[PROBLEM] Please pick out every line in the records below that contains the word "leaf", and copy each of those lines.

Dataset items
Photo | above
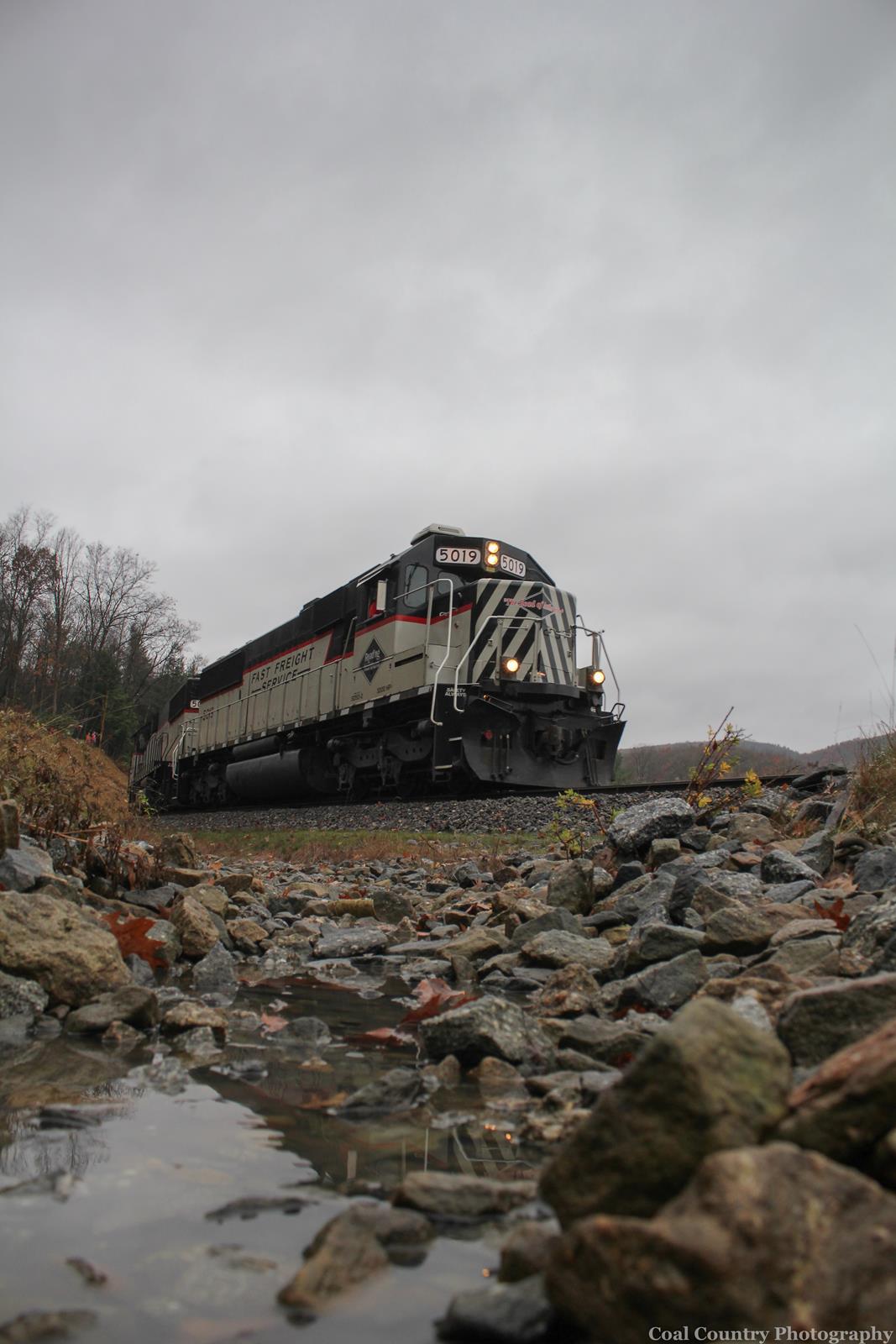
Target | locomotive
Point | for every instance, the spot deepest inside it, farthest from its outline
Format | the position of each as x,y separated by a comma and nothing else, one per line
452,663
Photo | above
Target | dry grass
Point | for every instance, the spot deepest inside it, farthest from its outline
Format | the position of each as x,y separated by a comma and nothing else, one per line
60,784
305,848
873,797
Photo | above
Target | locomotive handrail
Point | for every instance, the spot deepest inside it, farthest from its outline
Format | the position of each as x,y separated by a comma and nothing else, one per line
484,628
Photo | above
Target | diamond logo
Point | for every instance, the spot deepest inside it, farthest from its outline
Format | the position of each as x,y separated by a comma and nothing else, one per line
371,660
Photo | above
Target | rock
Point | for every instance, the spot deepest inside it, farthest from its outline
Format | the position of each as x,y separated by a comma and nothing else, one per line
876,870
20,998
819,853
658,941
848,1104
31,1327
569,991
309,1034
752,827
188,1014
215,974
553,920
22,869
817,1023
396,1092
352,1247
51,941
600,884
476,1030
634,828
177,850
869,944
527,1250
741,932
606,1042
788,891
571,886
665,850
770,1236
453,1196
499,1081
819,956
708,1081
661,987
501,1314
479,944
782,866
165,940
351,942
558,949
132,1005
212,898
194,924
248,934
391,907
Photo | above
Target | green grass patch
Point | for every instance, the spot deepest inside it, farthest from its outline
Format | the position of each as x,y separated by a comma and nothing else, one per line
302,847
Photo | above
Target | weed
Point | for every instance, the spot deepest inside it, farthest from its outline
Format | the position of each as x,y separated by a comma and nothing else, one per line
571,827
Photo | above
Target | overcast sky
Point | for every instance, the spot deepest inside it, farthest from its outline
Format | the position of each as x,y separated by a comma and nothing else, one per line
284,281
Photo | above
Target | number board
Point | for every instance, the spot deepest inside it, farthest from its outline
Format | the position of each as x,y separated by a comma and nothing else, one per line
457,555
512,566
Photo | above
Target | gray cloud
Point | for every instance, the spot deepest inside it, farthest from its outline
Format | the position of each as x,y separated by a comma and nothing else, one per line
281,284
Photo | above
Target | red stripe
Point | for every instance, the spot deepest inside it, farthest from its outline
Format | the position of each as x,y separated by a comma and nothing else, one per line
338,658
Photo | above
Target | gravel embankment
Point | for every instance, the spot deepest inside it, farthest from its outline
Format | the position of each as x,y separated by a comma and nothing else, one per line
500,813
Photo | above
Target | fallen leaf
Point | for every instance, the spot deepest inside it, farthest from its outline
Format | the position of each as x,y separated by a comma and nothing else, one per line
130,934
271,1023
434,996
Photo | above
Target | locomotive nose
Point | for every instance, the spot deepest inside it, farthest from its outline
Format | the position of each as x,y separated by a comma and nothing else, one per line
553,743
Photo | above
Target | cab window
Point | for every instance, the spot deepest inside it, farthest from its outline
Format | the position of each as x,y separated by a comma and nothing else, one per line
416,591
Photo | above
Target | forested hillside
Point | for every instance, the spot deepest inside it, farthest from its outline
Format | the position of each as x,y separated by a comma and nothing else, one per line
85,638
673,759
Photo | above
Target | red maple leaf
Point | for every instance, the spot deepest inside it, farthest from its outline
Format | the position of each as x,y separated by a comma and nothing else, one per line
434,998
130,934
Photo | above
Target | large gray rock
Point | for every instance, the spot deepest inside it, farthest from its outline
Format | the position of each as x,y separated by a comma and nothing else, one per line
558,948
476,1030
195,925
396,1092
661,987
876,869
848,1105
20,998
351,942
571,886
782,866
23,869
708,1081
501,1314
458,1196
215,974
132,1005
558,918
51,941
634,828
869,944
768,1236
817,1023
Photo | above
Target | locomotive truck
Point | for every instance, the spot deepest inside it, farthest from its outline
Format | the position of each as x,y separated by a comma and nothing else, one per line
449,664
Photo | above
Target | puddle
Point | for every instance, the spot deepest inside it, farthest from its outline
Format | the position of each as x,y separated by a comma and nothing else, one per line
100,1166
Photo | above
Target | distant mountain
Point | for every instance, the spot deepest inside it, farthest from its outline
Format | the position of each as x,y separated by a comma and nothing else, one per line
673,759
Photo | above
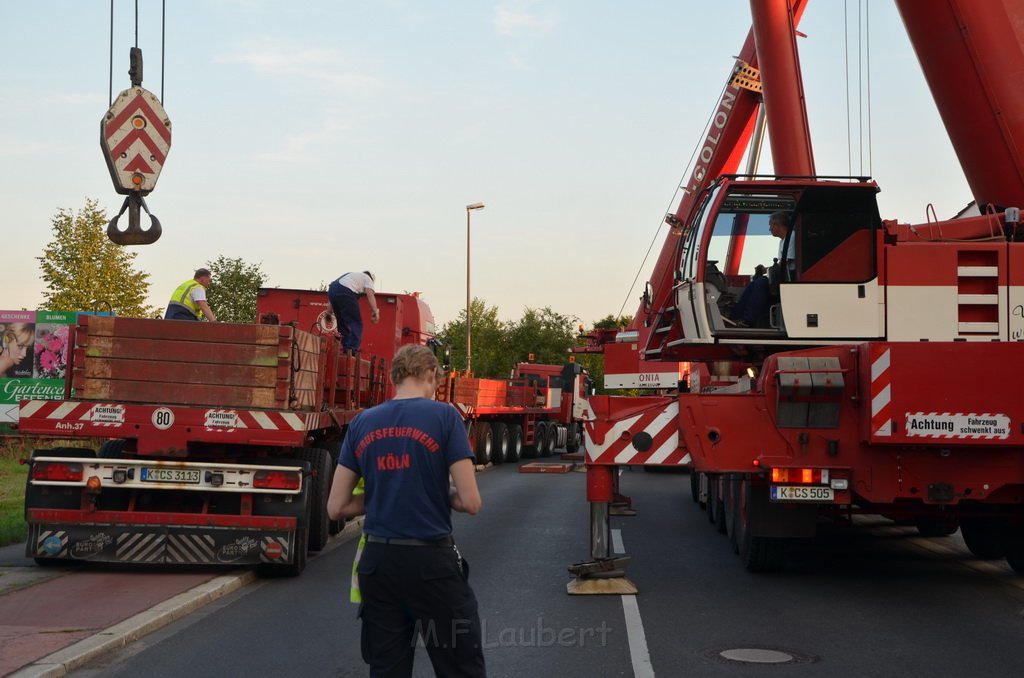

[EXERCISE OUTPUT]
Target | fallen leaf
Target | red maple leaf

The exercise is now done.